Stored records

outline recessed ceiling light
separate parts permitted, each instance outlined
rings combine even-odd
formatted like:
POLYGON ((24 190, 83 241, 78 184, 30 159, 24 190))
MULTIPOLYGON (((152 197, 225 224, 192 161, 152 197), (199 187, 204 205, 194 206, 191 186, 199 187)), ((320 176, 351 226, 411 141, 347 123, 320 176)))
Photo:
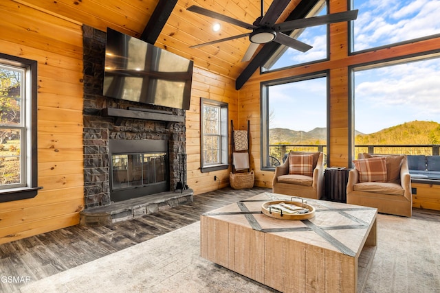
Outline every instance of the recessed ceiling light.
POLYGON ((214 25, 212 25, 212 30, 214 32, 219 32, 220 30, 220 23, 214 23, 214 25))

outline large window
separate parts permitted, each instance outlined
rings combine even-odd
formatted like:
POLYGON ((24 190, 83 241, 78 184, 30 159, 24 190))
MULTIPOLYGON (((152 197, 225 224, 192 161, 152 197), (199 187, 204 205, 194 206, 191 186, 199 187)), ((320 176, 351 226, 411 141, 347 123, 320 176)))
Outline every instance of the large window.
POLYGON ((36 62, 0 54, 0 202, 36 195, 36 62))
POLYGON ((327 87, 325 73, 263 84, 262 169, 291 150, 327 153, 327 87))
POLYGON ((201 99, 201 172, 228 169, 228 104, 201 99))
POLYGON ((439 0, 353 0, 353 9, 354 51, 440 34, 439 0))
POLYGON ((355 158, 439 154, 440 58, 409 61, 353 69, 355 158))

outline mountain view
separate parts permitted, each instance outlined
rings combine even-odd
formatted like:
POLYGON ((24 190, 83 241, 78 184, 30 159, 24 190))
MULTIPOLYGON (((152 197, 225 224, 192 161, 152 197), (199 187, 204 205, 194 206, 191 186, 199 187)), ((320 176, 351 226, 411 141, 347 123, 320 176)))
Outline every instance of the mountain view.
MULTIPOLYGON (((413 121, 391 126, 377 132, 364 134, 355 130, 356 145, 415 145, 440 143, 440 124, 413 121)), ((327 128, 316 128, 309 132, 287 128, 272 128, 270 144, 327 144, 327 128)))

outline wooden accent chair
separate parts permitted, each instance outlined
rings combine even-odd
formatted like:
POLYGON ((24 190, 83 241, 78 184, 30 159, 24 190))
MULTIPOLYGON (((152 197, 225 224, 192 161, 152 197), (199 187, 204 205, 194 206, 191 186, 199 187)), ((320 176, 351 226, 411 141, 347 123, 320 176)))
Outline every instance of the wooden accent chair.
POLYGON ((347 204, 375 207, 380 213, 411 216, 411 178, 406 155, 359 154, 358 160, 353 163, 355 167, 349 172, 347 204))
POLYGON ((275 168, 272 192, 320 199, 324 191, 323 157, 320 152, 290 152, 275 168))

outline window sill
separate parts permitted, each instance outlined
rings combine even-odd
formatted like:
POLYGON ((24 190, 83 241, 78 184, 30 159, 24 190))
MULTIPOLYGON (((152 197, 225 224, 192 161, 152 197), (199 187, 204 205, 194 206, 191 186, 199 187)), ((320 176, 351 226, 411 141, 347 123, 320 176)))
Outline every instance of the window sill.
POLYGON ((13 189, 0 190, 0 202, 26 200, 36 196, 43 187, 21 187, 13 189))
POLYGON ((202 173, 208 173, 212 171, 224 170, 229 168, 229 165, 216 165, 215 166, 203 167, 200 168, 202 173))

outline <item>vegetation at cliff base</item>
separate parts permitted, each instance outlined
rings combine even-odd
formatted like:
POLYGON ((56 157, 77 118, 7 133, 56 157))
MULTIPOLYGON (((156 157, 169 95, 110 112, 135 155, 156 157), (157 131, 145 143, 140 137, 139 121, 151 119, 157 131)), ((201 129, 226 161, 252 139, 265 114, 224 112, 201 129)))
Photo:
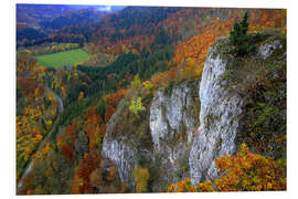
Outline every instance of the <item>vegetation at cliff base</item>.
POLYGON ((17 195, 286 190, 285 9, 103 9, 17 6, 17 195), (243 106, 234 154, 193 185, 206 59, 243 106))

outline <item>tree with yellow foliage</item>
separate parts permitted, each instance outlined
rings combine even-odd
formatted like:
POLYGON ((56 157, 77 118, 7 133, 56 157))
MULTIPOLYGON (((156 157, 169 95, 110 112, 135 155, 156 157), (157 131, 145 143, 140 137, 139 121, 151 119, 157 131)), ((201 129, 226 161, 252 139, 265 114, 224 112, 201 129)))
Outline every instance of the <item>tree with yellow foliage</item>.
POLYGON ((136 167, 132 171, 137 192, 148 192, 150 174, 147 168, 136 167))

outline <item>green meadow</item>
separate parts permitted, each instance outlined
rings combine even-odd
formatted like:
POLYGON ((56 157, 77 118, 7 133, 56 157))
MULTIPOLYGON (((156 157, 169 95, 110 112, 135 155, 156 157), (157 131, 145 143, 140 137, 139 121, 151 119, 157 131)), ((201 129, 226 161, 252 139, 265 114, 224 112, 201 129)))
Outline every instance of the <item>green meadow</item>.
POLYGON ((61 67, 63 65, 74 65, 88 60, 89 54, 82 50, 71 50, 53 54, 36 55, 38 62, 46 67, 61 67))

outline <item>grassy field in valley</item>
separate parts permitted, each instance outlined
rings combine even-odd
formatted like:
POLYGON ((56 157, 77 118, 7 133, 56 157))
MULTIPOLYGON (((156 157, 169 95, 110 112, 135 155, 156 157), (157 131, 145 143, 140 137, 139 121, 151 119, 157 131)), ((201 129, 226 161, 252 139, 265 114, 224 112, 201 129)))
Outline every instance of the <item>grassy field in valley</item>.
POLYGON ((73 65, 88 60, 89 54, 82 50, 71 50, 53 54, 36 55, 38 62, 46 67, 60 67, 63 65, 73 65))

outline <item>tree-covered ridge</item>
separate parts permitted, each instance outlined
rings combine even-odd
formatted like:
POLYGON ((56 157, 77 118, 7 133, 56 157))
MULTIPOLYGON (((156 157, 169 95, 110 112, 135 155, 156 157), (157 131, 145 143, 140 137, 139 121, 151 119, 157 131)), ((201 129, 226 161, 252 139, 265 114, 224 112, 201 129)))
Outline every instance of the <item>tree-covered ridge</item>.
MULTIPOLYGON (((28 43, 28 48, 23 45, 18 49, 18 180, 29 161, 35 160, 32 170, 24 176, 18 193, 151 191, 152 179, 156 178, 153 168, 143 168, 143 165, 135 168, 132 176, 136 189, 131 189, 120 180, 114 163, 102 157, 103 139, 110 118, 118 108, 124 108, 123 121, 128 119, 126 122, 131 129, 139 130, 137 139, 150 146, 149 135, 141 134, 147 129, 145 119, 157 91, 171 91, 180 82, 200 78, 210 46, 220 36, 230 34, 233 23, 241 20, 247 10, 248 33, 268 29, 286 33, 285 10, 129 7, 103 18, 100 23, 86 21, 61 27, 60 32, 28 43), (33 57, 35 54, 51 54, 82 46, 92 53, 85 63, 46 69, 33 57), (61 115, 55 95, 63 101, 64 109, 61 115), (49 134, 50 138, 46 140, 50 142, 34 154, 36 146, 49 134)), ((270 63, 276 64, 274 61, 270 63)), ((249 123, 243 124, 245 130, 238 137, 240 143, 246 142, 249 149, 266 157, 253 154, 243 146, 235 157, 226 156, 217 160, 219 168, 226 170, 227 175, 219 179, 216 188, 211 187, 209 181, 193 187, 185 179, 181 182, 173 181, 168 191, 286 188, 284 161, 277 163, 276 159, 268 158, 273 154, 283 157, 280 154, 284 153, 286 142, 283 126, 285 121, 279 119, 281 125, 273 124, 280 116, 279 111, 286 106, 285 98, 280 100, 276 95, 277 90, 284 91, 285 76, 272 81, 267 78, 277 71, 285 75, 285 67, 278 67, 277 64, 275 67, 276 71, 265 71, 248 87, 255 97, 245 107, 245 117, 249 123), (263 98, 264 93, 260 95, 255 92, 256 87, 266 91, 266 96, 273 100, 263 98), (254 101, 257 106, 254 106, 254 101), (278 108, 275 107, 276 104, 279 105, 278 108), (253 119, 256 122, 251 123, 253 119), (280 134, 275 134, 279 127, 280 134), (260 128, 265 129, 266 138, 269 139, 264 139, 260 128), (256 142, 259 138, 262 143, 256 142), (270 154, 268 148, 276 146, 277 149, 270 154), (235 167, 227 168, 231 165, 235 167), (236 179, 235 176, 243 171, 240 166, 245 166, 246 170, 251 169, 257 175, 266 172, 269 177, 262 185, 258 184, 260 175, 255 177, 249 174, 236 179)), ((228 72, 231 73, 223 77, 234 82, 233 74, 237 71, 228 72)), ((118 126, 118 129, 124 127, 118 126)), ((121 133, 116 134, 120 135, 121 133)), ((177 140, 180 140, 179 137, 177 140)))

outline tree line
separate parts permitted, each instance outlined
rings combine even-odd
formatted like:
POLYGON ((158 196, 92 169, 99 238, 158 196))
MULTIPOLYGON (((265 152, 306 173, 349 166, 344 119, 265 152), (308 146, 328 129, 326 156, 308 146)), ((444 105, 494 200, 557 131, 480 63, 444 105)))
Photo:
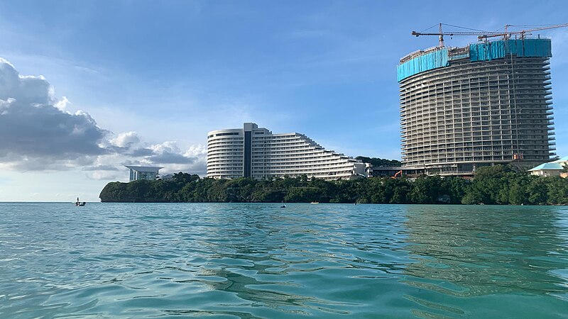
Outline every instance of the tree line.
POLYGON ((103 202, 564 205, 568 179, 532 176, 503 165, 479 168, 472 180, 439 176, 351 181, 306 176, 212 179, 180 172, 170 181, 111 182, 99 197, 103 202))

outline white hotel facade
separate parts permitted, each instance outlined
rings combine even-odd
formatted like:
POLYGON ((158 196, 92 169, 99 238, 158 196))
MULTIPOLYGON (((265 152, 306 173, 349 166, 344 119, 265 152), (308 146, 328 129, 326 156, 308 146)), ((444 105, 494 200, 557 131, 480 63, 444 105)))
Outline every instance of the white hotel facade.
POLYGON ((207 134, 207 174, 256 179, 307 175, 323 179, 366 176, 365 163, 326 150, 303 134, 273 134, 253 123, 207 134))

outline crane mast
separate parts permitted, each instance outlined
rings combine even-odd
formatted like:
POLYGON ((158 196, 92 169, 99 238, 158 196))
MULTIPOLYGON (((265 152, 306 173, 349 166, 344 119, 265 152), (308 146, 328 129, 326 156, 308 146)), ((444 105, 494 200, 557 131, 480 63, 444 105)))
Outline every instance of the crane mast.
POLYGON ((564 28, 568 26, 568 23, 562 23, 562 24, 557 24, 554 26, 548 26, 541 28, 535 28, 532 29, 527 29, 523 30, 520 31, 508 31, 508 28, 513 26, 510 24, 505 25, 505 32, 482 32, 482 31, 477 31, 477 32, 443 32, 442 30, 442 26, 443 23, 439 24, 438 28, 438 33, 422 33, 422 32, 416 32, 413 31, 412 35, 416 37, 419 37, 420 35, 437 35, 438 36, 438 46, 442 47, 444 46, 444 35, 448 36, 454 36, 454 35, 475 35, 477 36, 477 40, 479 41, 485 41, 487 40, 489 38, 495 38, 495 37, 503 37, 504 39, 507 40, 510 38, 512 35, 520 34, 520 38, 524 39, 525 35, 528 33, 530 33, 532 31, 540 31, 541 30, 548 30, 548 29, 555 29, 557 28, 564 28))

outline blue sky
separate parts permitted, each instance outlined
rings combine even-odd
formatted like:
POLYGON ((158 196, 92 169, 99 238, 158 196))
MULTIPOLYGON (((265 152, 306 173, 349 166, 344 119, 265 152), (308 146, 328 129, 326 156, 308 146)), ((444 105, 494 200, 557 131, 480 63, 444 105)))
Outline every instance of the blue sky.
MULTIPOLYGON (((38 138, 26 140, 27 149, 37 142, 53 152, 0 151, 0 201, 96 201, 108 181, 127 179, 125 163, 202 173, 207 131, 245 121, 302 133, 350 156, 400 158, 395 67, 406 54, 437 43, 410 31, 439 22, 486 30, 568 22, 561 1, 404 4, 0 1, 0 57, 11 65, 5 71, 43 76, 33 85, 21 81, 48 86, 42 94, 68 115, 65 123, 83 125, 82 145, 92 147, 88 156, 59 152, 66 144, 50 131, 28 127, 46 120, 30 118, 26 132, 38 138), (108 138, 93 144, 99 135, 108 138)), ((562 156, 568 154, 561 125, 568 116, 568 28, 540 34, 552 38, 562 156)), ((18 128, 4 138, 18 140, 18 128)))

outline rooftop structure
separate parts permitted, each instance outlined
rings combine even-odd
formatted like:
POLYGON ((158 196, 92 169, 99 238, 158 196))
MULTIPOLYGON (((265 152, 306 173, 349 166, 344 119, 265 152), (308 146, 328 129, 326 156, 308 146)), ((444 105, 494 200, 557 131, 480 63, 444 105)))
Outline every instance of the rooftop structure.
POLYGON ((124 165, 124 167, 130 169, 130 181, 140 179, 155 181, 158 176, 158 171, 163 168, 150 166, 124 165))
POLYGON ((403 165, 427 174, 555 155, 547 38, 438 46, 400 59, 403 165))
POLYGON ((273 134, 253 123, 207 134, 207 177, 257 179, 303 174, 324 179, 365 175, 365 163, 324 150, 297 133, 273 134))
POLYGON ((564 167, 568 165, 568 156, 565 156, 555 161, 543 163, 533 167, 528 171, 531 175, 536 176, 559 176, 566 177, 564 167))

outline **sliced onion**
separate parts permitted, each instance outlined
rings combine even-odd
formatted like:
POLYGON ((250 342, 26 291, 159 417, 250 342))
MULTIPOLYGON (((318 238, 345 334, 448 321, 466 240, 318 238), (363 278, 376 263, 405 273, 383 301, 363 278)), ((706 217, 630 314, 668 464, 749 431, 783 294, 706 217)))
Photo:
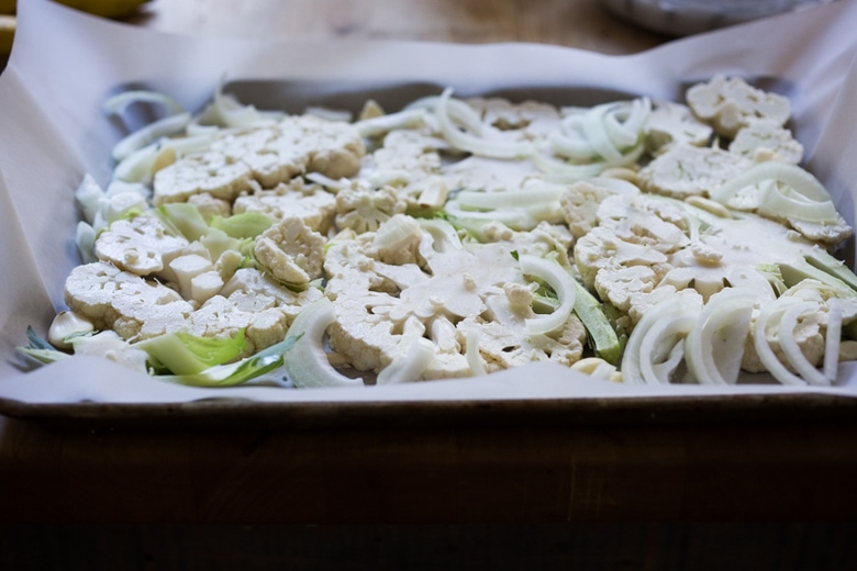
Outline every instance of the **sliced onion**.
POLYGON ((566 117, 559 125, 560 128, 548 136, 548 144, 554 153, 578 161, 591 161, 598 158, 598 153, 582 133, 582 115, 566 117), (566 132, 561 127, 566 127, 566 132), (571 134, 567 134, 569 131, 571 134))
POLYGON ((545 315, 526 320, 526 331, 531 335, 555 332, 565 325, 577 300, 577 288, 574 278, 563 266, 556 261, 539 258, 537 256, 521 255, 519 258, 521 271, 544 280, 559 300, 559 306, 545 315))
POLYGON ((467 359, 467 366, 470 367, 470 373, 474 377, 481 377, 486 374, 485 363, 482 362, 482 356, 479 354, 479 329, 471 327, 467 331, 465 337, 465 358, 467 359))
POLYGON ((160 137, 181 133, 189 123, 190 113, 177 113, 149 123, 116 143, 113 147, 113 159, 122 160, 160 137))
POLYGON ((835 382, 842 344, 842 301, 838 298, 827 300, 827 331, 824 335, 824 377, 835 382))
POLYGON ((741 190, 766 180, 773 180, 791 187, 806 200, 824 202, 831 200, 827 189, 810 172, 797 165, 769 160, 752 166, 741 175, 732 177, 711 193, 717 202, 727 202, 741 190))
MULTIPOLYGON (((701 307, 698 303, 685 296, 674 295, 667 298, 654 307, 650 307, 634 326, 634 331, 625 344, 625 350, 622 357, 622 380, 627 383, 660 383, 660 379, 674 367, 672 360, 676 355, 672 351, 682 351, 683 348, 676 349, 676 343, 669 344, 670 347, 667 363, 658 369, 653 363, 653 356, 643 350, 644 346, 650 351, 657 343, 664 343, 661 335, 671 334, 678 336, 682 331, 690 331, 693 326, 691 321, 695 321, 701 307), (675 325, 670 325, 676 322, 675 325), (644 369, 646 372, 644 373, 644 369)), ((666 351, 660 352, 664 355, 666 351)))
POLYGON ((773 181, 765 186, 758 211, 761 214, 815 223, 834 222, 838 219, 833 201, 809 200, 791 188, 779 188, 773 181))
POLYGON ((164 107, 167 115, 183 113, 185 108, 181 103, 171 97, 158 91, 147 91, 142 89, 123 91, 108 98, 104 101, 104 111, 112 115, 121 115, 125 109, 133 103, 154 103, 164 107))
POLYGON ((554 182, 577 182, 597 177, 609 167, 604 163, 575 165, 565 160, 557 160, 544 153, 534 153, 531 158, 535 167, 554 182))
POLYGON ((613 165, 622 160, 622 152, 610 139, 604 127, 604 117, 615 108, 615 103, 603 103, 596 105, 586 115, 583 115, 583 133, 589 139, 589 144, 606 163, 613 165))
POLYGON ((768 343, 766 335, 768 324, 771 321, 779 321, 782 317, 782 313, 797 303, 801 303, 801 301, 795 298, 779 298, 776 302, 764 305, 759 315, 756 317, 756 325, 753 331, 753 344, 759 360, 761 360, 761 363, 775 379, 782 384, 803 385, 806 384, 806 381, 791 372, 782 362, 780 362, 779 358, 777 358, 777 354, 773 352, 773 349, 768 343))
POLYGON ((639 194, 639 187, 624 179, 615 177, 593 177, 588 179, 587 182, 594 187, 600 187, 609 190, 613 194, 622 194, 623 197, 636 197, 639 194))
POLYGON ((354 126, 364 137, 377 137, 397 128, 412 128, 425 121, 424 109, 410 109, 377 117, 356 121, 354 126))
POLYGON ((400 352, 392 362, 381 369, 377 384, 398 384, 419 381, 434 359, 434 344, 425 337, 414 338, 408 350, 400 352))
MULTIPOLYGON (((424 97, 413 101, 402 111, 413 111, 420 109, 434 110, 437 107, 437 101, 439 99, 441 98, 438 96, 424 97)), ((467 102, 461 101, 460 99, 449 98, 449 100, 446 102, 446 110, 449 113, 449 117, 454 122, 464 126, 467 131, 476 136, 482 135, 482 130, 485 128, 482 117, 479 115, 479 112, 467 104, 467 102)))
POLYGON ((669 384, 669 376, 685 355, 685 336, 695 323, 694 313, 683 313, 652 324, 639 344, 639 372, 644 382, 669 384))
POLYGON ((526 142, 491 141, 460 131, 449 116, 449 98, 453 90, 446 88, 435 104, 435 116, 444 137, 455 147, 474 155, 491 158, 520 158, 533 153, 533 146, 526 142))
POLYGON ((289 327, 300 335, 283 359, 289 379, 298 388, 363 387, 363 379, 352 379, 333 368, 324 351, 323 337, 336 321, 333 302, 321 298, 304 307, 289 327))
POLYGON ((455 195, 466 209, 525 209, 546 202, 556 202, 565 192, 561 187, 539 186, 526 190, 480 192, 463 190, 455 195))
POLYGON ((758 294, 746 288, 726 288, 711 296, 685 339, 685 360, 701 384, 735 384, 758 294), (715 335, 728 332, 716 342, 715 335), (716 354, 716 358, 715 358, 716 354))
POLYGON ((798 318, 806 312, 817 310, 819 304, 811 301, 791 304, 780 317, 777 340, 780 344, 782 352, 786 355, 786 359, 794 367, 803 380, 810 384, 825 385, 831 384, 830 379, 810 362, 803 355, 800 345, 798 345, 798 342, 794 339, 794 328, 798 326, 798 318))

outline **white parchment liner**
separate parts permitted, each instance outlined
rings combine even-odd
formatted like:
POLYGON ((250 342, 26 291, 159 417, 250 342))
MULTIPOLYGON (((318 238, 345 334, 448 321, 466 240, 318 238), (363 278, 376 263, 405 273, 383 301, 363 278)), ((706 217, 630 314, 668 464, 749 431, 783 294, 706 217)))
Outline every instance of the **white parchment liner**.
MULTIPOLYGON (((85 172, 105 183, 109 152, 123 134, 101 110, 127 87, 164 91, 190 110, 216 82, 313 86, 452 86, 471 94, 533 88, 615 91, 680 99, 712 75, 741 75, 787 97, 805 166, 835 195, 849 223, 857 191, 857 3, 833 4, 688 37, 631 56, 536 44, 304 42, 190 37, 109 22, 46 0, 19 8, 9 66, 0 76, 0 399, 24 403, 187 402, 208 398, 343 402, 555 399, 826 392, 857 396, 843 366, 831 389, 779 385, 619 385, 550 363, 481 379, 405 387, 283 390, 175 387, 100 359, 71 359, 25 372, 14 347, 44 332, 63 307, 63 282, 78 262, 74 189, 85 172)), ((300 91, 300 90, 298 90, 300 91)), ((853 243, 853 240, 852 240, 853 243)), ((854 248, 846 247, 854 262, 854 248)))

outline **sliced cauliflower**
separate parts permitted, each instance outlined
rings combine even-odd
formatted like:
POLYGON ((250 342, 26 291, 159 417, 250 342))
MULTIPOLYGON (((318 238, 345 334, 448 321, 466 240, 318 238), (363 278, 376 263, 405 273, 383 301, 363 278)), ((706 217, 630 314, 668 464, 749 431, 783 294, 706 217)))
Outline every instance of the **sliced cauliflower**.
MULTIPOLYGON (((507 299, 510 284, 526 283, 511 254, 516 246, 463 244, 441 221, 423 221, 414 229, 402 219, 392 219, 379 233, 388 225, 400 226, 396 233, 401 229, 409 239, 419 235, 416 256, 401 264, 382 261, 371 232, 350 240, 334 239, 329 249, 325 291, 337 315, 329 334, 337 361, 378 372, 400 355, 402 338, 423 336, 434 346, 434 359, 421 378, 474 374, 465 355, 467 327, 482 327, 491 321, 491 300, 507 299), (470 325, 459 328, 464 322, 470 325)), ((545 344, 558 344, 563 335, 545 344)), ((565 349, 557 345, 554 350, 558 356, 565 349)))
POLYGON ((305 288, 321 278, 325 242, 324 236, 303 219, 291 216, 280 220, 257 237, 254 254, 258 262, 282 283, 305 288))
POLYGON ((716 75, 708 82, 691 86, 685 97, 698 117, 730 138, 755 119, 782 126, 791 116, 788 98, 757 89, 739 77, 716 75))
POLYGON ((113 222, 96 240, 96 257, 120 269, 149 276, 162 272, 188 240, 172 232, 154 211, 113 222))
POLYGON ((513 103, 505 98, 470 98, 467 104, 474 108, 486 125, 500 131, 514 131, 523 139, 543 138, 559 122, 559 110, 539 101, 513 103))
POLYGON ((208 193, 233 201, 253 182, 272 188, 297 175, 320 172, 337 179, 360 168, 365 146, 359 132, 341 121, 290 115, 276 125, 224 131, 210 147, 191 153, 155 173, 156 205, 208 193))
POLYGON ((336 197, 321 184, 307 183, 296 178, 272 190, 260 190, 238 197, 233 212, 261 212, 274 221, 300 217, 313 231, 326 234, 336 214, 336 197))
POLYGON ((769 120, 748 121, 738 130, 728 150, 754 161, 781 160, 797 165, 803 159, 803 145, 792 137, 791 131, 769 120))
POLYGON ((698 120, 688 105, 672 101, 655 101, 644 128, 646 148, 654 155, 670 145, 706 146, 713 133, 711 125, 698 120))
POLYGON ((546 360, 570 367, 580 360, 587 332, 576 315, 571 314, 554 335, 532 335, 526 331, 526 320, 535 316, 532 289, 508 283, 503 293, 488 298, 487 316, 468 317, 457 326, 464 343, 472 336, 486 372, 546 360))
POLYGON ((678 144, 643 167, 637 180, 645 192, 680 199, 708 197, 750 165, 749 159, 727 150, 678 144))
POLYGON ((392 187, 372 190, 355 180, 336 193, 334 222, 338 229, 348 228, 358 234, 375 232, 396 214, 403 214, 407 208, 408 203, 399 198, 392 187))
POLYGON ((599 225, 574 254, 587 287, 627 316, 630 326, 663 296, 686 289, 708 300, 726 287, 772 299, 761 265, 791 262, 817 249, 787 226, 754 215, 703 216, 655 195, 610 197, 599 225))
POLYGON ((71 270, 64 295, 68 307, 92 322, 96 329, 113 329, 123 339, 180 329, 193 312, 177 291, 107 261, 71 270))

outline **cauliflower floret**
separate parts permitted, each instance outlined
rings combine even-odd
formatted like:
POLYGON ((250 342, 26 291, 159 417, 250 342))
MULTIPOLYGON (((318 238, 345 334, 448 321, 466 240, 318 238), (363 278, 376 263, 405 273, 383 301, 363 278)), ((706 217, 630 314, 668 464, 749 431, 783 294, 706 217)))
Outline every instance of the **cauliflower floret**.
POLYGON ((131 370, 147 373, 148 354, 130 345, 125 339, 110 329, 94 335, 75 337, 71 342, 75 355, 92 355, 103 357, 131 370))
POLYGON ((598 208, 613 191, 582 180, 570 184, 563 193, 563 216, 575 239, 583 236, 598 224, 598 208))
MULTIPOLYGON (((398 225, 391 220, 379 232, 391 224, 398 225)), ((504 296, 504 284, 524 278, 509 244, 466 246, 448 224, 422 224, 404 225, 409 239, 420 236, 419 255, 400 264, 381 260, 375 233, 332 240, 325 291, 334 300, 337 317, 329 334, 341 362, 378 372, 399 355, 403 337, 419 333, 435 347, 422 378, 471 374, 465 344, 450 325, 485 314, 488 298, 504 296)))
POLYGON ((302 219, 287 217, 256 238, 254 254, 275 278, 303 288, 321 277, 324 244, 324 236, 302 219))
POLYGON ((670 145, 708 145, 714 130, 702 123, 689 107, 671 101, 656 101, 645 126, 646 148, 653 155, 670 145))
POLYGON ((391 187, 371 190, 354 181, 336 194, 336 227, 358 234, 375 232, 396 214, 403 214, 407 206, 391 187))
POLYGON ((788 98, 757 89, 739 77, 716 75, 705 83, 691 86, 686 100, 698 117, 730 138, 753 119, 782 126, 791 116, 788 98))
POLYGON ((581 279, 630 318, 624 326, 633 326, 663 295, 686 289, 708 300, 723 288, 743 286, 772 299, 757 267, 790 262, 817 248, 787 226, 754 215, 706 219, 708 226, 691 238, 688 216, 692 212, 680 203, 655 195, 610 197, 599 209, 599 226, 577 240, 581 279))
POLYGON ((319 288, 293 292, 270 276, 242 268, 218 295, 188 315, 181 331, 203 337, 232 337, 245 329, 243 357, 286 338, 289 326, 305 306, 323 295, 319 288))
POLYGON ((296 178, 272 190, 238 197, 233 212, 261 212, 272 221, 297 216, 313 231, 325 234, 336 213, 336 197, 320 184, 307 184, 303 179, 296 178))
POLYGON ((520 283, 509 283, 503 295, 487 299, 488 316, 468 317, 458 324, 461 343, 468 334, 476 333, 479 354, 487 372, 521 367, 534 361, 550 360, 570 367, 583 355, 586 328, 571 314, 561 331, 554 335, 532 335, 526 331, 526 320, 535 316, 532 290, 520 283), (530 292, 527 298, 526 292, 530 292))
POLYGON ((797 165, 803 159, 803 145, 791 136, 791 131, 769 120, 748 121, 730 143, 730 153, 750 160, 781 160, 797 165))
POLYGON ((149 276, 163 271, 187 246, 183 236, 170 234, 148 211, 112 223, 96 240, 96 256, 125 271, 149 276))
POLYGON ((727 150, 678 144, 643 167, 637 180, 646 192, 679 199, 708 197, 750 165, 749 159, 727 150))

**The exercise:**
Rewrite the stretch of the records from the line containing "outline crane mast" through the line containing "Outline every instance of the crane mast.", swapping "crane mast" for "crane jib" and leaving everything else unchanged.

**Right answer:**
outline crane jib
separate parts permitted, each instance outlined
rings combine even-odd
formatted like:
POLYGON ((158 196, 92 169, 99 238, 158 196))
MULTIPOLYGON (((265 152, 306 173, 349 166, 344 119, 265 152), (308 146, 328 129, 326 156, 308 146)), ((444 105, 494 200, 557 131, 480 63, 444 105)))
Outline every instance of the crane jib.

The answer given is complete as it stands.